_Material for the task_.
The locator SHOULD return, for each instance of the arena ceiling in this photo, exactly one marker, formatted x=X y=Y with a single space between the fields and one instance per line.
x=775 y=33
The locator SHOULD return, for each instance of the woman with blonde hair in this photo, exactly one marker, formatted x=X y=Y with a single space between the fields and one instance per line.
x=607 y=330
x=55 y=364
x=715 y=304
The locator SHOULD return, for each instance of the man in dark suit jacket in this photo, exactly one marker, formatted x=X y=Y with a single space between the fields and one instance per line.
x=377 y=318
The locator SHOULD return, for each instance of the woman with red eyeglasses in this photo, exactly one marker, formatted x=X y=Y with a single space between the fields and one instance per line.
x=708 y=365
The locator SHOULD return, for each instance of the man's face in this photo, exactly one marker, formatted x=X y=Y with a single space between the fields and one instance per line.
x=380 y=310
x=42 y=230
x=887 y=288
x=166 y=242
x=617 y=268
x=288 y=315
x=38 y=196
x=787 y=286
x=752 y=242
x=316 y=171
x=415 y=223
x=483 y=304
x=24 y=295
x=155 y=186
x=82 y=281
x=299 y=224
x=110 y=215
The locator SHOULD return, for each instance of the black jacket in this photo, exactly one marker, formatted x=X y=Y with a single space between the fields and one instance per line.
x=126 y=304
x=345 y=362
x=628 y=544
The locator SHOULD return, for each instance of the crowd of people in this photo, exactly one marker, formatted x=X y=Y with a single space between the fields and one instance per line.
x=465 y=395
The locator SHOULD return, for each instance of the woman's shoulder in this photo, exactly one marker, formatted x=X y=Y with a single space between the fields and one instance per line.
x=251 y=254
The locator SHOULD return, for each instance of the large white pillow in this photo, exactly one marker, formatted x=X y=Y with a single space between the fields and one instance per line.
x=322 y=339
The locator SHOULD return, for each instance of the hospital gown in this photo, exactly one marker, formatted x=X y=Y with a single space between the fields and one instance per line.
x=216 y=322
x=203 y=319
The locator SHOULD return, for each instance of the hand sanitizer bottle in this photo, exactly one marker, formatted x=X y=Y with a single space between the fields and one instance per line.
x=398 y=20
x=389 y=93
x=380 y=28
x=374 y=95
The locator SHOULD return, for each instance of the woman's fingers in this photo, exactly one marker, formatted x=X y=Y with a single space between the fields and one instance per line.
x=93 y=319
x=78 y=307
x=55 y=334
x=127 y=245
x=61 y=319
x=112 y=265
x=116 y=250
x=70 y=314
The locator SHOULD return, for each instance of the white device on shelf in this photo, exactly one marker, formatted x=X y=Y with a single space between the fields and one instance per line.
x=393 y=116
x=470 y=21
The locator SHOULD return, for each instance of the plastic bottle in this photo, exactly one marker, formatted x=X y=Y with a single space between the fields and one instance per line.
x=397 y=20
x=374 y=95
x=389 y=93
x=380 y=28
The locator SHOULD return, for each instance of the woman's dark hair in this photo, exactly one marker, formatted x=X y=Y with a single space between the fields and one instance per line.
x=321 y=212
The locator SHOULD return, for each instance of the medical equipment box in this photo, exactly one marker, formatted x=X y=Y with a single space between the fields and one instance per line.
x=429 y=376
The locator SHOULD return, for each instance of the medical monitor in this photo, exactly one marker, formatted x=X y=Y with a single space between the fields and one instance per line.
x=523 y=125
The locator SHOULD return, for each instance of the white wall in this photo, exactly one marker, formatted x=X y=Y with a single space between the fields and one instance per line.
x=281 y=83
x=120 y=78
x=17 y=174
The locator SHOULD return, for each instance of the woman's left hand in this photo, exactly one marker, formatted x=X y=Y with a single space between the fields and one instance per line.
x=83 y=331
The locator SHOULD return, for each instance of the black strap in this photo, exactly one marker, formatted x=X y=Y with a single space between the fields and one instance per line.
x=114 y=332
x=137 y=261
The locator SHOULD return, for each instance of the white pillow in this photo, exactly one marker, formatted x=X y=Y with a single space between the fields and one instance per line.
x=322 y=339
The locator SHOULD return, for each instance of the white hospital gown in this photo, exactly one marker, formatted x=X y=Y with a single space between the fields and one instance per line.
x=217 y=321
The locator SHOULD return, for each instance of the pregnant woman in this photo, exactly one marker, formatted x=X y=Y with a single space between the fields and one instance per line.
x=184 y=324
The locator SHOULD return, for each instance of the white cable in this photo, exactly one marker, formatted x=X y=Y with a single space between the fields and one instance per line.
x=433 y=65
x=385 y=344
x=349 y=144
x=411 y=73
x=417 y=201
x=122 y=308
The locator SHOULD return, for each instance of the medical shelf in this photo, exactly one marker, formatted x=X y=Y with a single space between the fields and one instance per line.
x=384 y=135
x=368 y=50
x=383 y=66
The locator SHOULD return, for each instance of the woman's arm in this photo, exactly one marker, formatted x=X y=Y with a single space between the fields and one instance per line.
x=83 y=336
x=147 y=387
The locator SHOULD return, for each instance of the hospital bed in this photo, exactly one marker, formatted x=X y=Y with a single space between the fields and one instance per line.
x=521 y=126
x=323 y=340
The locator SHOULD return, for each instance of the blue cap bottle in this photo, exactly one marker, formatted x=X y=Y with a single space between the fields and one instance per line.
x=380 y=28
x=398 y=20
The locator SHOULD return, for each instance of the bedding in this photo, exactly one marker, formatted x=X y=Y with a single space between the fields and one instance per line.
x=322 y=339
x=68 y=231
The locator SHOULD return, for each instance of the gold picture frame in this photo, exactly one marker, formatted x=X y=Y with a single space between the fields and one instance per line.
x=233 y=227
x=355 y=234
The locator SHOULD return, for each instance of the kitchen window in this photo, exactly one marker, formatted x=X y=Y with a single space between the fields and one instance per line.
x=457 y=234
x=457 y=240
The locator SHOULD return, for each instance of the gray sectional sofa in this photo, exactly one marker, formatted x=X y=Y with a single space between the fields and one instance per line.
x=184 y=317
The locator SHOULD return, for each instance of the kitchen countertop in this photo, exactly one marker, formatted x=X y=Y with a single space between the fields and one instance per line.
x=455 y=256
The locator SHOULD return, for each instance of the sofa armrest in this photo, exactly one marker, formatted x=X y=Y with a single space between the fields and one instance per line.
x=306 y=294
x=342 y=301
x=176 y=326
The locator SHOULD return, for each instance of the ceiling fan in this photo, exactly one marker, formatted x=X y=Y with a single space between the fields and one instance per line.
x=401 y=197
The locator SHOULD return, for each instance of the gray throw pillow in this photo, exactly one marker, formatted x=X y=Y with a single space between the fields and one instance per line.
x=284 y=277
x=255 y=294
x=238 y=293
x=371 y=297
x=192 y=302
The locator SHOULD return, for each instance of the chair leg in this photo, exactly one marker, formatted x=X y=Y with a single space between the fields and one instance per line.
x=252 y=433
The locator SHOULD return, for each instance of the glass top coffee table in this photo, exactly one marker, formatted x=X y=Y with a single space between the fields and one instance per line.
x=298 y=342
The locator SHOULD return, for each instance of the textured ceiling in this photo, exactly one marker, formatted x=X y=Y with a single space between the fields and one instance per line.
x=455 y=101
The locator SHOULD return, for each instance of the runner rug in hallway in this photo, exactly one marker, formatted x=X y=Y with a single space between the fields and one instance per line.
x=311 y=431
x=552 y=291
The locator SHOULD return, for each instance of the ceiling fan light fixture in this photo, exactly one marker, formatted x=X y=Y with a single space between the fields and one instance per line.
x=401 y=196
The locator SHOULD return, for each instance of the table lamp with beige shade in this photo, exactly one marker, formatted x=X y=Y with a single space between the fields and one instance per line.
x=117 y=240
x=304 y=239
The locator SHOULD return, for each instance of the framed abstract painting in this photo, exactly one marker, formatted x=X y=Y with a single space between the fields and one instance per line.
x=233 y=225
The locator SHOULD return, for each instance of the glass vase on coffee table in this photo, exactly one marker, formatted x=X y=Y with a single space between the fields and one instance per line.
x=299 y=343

--

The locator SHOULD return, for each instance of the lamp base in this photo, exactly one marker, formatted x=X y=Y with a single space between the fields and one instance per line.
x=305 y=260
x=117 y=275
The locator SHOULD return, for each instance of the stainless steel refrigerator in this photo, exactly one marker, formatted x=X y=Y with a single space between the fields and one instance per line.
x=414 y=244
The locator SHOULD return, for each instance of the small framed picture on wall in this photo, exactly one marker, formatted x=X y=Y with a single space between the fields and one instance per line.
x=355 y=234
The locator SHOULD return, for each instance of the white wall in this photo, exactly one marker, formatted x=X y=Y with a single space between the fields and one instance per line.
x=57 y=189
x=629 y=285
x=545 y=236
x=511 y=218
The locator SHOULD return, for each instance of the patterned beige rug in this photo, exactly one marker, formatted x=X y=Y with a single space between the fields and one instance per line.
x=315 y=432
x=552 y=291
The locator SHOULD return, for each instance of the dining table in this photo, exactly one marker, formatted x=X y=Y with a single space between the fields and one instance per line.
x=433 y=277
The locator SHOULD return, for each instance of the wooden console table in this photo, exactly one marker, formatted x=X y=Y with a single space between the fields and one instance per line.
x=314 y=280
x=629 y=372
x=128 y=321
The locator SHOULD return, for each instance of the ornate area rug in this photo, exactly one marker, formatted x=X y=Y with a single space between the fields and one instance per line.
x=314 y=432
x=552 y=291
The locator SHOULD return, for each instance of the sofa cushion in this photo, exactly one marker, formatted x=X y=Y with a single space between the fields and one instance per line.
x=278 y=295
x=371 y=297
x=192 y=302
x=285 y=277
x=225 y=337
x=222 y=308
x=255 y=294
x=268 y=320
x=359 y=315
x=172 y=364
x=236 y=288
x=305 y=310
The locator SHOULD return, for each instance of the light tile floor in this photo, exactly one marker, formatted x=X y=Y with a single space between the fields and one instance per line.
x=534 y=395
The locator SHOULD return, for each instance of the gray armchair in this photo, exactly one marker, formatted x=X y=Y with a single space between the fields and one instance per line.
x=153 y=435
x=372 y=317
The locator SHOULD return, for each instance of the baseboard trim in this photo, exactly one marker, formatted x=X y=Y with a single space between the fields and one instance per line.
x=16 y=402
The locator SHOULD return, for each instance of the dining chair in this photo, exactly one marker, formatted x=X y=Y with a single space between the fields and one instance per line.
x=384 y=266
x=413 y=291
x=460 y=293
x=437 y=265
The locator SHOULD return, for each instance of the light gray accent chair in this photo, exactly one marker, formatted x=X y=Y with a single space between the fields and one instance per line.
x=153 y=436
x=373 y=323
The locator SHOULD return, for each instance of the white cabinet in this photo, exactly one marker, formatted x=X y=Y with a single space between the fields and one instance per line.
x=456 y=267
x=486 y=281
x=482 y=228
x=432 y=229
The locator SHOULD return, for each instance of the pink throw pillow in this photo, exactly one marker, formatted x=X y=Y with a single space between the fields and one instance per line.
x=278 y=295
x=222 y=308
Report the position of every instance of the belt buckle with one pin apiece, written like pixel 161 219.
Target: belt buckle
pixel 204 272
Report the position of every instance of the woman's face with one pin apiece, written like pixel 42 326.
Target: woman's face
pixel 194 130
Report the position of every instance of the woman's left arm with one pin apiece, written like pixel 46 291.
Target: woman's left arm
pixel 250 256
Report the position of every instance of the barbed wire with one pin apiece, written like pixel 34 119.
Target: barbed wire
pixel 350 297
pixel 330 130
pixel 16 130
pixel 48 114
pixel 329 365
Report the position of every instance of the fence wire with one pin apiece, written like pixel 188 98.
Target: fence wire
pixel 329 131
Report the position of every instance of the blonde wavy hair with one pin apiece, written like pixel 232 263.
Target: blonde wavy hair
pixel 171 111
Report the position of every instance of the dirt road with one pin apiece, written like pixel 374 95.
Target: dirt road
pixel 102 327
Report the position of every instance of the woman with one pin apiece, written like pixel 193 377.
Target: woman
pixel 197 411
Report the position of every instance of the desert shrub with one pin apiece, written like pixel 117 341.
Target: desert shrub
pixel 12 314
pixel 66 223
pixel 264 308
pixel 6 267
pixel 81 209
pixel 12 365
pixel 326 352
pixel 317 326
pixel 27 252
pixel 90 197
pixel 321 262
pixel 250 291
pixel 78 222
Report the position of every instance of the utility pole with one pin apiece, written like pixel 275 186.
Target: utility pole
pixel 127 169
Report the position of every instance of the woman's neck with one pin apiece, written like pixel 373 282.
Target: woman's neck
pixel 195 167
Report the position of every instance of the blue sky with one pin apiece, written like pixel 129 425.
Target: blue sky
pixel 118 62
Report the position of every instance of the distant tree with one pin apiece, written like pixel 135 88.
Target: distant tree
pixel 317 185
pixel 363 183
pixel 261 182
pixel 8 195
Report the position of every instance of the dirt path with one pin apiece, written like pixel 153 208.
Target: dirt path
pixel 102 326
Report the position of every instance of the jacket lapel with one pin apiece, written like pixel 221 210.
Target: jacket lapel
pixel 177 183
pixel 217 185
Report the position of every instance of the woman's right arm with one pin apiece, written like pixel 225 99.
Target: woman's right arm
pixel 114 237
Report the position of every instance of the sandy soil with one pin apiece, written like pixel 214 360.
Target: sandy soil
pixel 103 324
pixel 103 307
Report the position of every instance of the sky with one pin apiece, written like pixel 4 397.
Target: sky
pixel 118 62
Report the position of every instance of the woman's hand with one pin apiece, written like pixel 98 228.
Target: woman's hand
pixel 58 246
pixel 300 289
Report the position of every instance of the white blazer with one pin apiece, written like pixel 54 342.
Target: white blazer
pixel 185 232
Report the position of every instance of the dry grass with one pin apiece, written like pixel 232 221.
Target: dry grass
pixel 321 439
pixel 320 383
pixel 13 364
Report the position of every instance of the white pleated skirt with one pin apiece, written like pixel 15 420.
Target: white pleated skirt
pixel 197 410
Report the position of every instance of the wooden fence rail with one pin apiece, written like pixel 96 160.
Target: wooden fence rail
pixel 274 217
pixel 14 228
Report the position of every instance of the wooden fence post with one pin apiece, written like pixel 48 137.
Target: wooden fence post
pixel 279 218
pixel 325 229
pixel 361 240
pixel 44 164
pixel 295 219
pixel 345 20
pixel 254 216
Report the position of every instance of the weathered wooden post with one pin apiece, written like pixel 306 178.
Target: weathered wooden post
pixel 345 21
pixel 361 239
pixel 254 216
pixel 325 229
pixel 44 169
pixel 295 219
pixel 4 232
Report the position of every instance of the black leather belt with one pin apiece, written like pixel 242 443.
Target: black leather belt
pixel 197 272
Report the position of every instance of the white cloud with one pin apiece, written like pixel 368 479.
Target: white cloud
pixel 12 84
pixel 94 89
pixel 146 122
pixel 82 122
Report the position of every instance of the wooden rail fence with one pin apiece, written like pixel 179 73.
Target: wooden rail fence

--

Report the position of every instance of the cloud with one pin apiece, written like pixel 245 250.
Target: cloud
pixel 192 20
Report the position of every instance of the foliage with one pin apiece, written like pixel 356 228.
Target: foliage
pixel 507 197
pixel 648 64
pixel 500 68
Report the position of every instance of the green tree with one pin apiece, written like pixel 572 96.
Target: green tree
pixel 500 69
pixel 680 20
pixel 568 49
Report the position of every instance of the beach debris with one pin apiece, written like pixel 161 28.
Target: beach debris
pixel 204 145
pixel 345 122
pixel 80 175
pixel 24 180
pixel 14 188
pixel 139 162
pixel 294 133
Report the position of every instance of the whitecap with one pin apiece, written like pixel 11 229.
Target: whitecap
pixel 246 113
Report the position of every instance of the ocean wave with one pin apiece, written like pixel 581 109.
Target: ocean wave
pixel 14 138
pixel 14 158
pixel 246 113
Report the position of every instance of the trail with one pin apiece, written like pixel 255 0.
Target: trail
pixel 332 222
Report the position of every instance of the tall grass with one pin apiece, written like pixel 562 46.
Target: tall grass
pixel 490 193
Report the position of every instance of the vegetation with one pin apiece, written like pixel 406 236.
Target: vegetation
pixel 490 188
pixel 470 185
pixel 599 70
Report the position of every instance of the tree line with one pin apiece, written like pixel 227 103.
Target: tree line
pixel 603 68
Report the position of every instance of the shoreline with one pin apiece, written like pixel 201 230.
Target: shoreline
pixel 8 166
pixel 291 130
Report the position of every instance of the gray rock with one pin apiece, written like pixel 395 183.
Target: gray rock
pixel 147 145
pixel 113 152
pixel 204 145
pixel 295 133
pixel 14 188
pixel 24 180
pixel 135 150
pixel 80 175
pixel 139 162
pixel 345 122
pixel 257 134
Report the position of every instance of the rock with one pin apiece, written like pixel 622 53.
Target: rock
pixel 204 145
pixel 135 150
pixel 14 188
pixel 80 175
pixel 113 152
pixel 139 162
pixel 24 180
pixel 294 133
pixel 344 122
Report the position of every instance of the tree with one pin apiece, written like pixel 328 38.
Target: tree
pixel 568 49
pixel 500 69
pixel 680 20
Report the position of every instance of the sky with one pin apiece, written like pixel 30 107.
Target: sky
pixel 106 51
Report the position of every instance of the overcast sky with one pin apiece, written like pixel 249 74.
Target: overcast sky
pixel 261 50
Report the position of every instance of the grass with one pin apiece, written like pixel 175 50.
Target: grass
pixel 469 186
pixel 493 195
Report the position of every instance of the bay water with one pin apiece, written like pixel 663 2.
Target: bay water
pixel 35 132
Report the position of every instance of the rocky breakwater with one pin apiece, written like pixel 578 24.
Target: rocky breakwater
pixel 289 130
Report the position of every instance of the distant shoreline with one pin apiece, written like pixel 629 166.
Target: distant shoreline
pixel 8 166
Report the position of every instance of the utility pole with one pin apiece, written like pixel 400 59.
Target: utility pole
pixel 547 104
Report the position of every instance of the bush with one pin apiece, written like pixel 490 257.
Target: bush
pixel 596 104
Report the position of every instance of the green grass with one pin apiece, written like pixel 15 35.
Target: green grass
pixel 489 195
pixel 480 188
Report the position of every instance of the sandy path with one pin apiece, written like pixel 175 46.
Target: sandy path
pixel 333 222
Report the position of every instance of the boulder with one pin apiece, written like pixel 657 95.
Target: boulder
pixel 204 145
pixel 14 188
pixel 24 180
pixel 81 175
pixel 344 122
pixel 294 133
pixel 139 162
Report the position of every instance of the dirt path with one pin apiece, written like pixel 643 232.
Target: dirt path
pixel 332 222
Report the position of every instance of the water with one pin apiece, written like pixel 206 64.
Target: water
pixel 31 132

_Work instruction_.
Everything from the line with "Target: wooden fence rail" through the line with "Target: wooden rail fence" should be written out exactly as it appears above, end lines included, and nothing outside that range.

_Result_.
Target: wooden fence rail
pixel 274 217
pixel 14 228
Report the position of every instance of the wooden fence post with one pin apiece, written like pixel 48 137.
Target: wooden fence post
pixel 279 218
pixel 325 229
pixel 361 240
pixel 44 164
pixel 295 219
pixel 345 20
pixel 254 216
Report the position of every instance of the weathered wooden post with one pin apiece, written like pixel 306 178.
Target: weathered wooden post
pixel 345 21
pixel 361 239
pixel 254 216
pixel 325 229
pixel 44 169
pixel 295 219
pixel 4 232
Report the position of every instance of the black leather belt with one pin apiece, written like pixel 242 443.
Target: black leather belt
pixel 197 272
Report the position of every instance of the white cloud with one pin apiece, written like pixel 368 479.
Target: white cloud
pixel 12 84
pixel 94 89
pixel 146 122
pixel 82 122
Report the position of every instance of the wooden rail fence with one pin apiece, written like pixel 179 73.
Target: wooden rail fence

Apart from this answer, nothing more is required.